*Exercise objective*.
Using the listing below, work out how many lines contain the word "marker", and respond with that number alone.

*Data in this exercise*.

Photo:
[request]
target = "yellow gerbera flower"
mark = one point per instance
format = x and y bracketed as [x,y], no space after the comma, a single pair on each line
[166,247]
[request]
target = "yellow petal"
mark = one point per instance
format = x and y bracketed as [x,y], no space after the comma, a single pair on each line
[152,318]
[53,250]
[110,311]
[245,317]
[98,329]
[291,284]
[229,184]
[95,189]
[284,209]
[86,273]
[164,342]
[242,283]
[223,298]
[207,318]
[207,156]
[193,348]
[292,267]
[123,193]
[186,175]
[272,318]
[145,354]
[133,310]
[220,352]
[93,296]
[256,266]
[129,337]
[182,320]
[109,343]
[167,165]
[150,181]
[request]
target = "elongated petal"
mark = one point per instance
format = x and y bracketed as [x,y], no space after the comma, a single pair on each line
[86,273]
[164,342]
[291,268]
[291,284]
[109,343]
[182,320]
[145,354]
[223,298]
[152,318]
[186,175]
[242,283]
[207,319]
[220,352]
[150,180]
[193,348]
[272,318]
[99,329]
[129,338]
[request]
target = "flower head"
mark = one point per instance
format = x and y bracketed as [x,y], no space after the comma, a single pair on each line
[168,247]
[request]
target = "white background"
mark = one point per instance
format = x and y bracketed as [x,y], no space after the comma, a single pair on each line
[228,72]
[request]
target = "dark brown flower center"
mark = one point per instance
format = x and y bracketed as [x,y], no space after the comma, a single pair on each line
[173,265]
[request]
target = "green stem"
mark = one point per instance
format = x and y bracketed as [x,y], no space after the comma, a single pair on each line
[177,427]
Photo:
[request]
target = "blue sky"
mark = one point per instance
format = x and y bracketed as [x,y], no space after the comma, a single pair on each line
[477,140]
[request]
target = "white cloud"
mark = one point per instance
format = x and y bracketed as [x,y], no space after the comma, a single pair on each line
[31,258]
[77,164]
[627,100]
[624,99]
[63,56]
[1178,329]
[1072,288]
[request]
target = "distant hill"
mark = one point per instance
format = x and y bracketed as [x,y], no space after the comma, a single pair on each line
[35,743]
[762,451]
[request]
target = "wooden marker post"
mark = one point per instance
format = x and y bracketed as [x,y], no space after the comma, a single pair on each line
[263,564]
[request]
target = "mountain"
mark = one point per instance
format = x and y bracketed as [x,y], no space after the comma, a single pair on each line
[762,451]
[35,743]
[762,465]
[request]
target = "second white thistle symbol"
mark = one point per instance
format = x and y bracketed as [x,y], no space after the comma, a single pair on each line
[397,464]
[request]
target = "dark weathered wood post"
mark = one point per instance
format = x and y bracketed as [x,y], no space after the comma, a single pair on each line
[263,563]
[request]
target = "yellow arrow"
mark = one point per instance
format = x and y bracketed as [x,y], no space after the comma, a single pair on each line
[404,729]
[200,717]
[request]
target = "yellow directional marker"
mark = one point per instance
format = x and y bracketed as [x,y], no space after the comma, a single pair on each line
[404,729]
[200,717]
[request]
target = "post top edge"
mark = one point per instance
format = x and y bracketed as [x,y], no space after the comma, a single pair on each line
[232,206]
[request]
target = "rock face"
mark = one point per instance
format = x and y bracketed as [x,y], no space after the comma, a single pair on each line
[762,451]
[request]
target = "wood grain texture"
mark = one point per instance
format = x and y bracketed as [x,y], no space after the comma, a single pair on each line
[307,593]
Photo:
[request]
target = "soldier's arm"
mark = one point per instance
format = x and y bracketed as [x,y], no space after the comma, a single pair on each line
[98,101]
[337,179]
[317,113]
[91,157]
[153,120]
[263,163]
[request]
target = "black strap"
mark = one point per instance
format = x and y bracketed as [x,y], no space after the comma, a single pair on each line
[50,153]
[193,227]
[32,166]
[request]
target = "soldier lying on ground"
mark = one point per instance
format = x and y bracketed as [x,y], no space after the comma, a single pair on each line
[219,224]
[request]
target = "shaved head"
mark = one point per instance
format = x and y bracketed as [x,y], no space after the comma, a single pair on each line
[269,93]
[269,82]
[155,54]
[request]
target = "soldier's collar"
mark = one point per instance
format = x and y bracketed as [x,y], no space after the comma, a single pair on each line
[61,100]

*Solution*.
2